- [Working data]

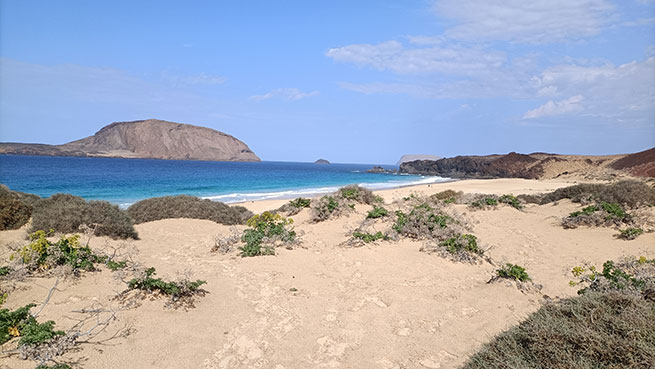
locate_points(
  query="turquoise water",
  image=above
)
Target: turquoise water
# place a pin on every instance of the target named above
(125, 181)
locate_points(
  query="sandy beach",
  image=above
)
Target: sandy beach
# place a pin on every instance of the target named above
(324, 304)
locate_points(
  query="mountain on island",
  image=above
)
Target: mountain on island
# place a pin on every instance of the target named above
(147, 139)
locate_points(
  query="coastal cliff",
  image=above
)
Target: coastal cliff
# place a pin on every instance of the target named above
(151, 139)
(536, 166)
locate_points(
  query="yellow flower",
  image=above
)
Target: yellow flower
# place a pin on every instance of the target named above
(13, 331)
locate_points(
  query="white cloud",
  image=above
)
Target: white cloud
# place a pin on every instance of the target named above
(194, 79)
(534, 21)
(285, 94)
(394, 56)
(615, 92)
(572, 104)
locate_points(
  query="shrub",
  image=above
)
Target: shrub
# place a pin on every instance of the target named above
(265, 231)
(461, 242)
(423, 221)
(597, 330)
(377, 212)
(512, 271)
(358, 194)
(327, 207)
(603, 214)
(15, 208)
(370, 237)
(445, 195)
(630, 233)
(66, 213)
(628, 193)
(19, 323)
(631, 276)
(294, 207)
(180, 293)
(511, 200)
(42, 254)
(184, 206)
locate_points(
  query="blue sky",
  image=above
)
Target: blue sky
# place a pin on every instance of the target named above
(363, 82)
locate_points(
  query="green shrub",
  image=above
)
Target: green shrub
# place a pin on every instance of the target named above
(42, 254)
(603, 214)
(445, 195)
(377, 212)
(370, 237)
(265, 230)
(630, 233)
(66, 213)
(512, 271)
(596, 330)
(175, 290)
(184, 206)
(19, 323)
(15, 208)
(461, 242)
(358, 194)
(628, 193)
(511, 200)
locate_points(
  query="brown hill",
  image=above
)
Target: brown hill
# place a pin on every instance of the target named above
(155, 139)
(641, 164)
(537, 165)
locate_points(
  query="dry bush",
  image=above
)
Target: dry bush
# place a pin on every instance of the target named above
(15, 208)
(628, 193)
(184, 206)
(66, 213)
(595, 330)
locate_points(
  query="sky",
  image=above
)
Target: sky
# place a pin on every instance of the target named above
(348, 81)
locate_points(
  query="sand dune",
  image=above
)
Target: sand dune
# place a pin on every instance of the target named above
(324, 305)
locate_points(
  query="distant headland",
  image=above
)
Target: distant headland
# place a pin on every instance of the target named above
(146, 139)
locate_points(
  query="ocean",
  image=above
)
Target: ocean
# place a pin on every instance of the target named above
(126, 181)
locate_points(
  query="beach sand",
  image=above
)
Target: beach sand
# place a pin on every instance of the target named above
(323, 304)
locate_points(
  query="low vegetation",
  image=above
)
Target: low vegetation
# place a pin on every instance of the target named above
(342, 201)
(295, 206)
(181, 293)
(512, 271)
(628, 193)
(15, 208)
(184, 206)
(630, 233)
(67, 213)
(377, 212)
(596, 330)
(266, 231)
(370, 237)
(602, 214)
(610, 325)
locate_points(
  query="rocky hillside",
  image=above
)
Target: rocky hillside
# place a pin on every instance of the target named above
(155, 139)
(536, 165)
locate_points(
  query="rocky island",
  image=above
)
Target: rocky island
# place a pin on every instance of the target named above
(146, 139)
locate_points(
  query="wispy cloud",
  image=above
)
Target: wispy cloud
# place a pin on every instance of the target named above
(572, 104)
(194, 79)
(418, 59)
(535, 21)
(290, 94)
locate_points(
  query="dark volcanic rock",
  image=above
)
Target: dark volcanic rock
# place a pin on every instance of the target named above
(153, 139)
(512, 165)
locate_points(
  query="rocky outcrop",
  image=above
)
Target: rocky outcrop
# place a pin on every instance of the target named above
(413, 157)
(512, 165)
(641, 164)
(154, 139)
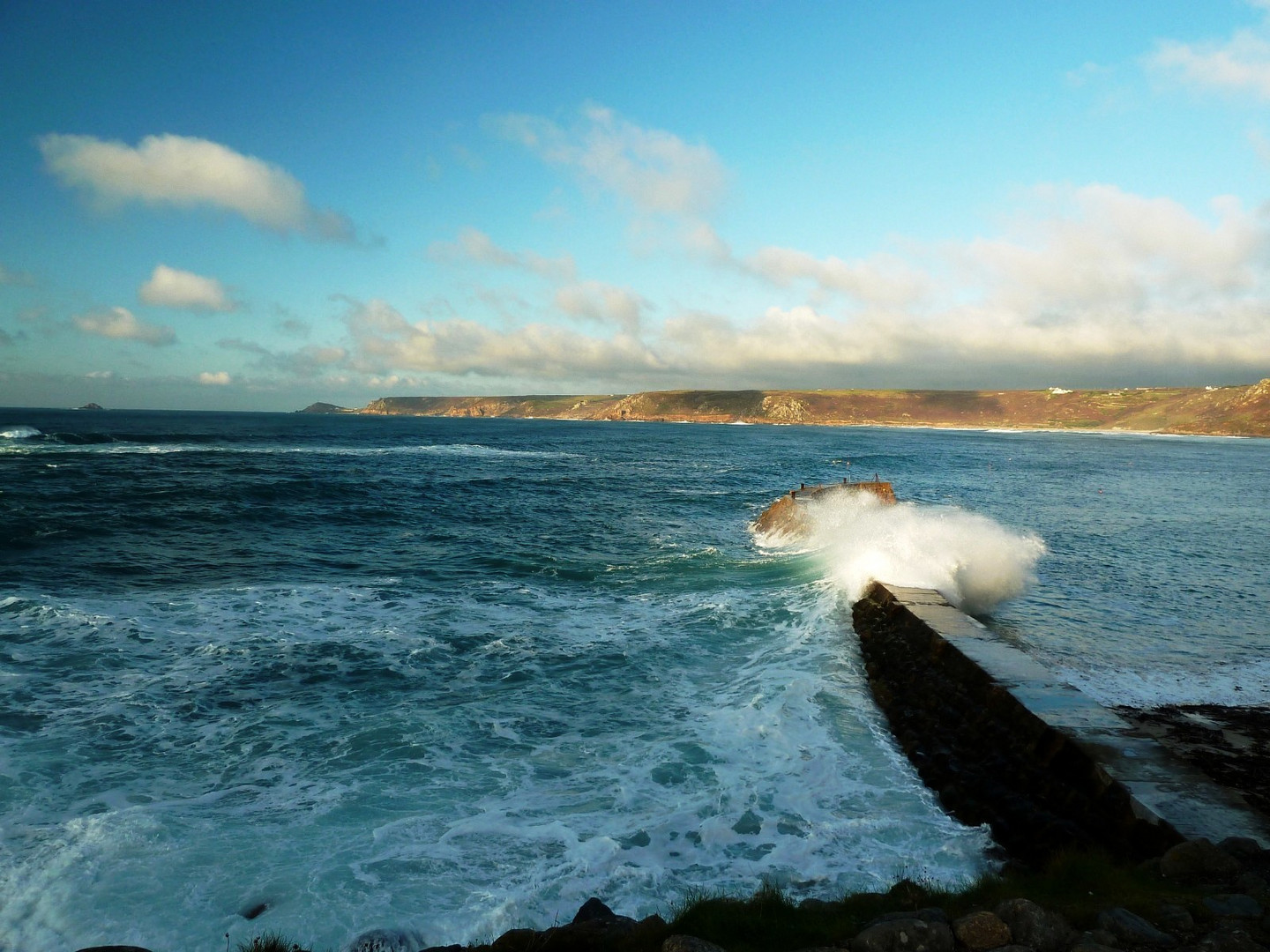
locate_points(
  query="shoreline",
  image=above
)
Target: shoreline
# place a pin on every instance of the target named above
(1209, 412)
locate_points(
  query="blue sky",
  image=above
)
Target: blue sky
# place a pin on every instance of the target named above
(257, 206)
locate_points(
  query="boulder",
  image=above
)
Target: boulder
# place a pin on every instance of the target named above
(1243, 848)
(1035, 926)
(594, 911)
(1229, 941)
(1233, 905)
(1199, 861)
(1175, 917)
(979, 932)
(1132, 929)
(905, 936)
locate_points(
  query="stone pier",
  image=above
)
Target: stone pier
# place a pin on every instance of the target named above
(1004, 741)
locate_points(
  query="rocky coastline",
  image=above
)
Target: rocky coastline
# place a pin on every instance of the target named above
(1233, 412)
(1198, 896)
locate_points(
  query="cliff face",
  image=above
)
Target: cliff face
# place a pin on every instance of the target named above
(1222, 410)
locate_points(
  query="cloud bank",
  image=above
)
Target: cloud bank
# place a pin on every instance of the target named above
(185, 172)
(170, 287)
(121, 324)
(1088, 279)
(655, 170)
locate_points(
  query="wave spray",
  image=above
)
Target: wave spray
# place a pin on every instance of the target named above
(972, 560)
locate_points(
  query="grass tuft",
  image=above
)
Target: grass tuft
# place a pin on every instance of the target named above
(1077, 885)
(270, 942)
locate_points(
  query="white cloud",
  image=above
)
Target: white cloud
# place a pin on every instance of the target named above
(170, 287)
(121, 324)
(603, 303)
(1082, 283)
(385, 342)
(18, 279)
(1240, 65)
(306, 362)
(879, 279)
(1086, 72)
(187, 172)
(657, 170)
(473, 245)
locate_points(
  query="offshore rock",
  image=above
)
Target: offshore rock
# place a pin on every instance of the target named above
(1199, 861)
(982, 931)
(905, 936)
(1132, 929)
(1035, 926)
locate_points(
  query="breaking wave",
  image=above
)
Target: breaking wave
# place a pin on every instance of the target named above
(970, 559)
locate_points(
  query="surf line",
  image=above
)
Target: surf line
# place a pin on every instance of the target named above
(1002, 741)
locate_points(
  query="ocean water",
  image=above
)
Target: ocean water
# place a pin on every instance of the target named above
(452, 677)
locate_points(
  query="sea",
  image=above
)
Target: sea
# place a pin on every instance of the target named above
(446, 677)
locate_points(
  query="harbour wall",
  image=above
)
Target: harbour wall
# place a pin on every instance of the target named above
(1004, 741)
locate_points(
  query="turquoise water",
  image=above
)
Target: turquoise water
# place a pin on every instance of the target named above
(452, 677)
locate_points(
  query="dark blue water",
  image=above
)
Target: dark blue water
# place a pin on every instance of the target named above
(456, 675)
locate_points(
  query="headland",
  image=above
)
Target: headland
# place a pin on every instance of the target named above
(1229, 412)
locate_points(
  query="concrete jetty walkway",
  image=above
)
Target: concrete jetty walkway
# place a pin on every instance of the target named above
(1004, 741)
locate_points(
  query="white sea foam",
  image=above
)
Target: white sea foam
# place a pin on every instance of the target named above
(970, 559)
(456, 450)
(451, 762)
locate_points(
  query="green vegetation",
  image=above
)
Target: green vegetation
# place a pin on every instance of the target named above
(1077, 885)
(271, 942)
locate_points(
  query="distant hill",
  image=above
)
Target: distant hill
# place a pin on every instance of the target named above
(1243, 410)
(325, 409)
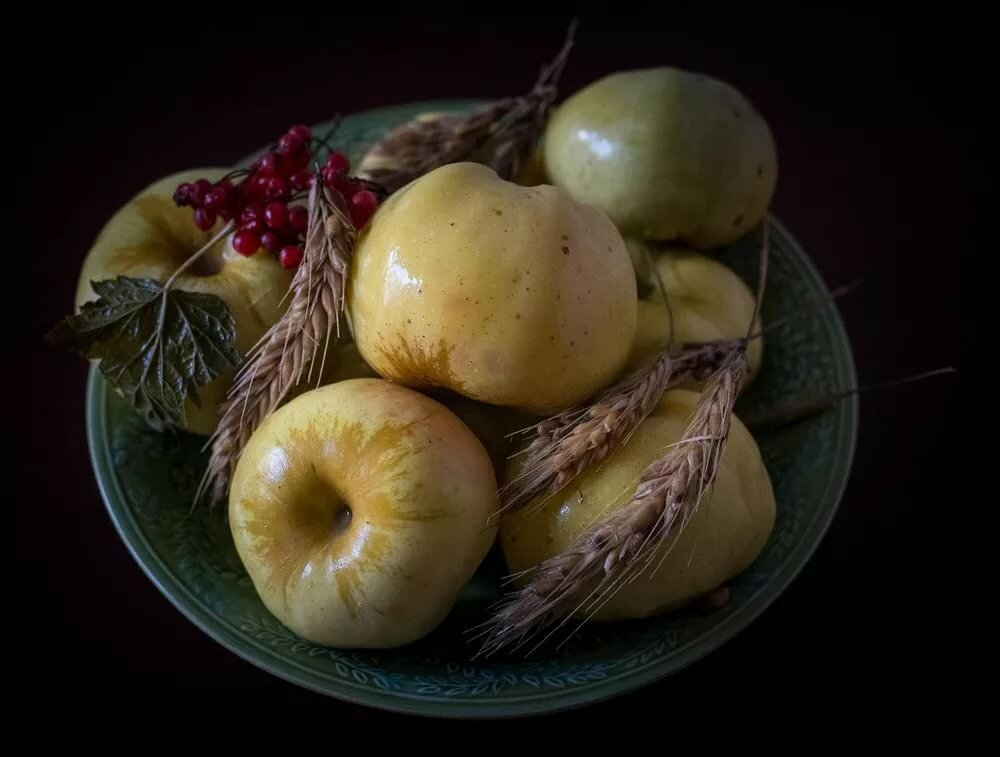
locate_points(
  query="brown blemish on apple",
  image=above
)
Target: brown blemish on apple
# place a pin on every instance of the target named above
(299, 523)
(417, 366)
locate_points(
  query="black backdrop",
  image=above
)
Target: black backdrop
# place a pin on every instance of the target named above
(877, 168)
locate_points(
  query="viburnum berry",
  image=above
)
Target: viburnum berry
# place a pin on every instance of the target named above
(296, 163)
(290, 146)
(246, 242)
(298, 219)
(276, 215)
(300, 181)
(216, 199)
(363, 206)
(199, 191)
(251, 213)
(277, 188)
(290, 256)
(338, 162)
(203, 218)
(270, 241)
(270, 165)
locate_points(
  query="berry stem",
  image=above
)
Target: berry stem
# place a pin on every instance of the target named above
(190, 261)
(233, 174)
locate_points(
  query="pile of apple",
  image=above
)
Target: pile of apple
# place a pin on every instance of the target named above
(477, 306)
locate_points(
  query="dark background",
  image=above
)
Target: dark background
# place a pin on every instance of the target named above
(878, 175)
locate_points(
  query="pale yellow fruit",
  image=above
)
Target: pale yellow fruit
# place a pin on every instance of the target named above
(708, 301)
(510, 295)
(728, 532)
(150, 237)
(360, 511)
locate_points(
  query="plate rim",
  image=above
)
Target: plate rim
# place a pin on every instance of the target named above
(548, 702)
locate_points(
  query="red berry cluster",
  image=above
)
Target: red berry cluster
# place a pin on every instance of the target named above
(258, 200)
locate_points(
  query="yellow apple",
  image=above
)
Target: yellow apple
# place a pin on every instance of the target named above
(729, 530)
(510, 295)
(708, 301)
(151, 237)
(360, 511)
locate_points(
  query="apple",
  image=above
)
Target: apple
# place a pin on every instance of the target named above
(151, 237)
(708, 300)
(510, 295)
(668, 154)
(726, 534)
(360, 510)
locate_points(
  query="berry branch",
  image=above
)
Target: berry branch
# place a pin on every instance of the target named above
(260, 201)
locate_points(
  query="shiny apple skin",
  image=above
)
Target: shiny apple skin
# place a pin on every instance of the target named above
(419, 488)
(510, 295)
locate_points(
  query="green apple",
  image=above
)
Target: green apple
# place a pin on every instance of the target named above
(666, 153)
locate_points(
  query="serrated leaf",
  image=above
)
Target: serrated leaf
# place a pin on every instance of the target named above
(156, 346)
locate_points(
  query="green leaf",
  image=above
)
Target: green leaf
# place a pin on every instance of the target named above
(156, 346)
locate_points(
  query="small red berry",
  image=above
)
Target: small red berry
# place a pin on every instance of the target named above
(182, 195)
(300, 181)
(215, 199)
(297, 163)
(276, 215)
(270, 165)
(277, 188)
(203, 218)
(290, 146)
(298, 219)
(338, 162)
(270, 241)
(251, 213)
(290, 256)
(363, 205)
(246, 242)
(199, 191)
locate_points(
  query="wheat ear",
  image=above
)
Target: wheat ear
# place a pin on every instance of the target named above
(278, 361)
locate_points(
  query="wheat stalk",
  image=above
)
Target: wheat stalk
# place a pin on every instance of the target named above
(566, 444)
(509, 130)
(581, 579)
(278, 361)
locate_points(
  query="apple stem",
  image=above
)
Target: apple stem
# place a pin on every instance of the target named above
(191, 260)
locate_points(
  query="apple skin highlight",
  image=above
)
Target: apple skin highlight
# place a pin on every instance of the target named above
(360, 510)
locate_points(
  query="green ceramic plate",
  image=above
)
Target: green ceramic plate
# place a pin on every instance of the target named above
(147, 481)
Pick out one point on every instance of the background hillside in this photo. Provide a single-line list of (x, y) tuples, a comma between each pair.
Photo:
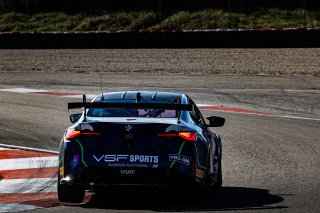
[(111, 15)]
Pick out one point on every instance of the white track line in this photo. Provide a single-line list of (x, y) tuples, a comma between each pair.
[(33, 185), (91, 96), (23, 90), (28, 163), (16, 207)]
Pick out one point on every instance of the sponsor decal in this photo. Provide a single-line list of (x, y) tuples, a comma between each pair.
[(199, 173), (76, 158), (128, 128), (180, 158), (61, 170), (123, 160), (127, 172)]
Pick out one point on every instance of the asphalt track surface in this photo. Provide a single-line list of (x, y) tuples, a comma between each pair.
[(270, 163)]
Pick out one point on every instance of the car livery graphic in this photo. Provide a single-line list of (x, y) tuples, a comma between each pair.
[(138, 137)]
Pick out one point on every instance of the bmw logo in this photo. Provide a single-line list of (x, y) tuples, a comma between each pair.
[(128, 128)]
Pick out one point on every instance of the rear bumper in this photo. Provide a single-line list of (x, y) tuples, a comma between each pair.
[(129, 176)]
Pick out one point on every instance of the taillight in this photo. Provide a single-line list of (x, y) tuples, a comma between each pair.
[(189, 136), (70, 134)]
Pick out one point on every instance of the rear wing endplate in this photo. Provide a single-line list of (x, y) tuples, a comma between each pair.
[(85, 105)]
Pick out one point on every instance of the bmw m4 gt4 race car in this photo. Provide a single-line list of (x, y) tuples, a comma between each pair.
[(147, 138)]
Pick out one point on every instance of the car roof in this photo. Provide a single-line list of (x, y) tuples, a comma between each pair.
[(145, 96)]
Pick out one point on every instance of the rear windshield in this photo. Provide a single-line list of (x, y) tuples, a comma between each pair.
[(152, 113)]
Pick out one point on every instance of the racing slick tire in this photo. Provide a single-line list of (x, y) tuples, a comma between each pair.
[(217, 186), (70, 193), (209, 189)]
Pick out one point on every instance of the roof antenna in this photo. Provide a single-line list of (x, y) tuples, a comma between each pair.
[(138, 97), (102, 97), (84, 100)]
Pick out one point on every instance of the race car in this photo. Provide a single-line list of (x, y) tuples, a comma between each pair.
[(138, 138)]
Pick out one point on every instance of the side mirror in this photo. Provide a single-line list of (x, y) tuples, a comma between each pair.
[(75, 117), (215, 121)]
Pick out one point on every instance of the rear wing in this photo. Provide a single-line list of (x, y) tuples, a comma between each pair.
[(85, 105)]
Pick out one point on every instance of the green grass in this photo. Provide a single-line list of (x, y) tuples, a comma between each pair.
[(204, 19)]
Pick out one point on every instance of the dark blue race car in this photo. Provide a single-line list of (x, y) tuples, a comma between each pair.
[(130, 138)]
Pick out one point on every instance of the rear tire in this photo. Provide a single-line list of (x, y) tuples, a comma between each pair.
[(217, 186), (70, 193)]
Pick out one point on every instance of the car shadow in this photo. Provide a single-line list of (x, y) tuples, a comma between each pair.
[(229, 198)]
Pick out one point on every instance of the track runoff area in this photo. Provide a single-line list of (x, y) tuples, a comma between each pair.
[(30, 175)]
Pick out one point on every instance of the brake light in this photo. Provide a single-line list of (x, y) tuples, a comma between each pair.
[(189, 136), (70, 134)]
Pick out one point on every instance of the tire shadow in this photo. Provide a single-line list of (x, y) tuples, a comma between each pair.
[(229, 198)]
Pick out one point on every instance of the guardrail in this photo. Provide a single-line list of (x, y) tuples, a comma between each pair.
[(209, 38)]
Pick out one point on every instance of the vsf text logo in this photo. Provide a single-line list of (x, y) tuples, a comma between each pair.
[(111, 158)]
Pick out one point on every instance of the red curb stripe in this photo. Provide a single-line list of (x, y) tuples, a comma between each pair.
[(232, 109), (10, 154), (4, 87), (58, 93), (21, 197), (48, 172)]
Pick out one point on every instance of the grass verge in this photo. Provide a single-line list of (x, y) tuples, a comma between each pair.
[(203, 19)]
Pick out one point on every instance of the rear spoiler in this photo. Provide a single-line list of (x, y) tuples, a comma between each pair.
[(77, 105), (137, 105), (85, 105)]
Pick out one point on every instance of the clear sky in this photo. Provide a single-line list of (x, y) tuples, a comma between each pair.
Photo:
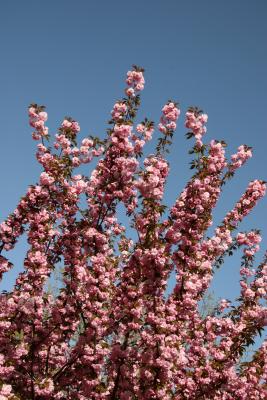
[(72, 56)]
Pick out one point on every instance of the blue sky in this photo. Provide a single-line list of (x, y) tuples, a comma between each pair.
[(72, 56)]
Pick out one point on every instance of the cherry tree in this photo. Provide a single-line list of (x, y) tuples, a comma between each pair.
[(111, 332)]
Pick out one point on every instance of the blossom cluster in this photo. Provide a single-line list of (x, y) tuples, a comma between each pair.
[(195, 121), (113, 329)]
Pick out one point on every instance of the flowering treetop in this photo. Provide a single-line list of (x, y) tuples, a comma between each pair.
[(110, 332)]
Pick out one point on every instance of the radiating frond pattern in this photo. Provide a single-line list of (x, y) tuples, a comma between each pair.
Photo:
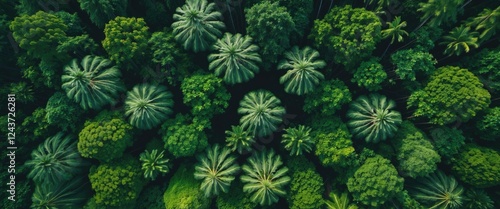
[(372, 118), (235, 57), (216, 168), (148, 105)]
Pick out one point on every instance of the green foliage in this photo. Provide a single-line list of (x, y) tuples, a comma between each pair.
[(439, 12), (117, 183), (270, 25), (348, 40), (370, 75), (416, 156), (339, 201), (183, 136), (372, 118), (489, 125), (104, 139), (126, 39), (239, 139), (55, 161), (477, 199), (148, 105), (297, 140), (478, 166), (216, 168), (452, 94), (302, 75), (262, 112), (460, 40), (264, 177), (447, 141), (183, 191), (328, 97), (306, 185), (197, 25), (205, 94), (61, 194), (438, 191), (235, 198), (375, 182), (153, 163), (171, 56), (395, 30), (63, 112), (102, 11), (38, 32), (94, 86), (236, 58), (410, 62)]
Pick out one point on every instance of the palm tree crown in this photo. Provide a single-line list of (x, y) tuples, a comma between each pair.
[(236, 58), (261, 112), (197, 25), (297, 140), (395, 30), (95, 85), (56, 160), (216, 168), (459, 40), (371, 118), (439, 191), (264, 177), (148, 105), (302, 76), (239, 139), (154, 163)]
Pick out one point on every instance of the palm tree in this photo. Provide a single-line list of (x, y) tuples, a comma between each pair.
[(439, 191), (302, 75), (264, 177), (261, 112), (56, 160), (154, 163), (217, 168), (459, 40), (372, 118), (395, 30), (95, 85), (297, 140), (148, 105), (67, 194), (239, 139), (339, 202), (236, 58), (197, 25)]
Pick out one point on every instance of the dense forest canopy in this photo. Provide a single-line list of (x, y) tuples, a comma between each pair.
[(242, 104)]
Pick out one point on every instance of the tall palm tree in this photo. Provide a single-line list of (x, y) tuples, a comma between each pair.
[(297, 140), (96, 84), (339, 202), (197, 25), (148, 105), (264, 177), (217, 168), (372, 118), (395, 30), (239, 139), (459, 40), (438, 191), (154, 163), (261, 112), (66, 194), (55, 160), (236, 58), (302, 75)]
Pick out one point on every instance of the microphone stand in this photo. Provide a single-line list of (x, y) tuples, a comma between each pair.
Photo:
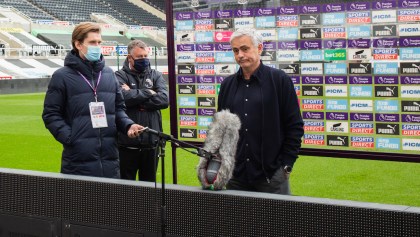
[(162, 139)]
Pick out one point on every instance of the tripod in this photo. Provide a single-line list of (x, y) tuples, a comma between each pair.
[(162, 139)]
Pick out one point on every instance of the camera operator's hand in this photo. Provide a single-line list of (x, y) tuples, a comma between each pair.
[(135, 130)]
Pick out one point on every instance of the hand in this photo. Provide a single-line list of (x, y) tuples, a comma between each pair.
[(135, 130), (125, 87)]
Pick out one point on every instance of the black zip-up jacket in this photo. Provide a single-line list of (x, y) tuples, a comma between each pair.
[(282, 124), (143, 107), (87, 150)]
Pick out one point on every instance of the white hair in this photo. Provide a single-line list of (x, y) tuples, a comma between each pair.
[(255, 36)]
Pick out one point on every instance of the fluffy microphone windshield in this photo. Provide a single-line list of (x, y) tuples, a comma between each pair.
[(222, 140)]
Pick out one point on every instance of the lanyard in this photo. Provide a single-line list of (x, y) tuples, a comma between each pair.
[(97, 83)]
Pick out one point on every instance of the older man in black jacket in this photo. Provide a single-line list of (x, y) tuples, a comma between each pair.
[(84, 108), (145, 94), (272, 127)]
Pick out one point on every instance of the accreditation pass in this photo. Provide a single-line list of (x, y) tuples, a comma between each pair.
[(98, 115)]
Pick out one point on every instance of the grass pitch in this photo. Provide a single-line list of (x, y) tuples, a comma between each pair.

- [What the task asks] Reproduce the lines starting at the one containing "Pick out one point on every instance of the blossom" and ending at the one containing "[(372, 118), (235, 57), (216, 168), (148, 105)]", swapping "single-line" for "one-line" and leaving everything else as it is. Omit the pictures from your answer.

- [Correct response]
Pick out one point on every instance of the blossom cluster in this photo. Provide a one-line list of (x, y) tuples, a comma between each pair.
[(195, 121), (113, 329)]
Pick out one point on every instance of the flowering treetop in this photo. Provide a one-line list of (x, y) tuples, a comma between each pair.
[(110, 332)]
Pick out one point on every instance of the radiating frond pattern in this photo. Provide a one-line list of (x, y) tuples, a comma between each pair.
Photo:
[(372, 118), (235, 57), (216, 168), (148, 105)]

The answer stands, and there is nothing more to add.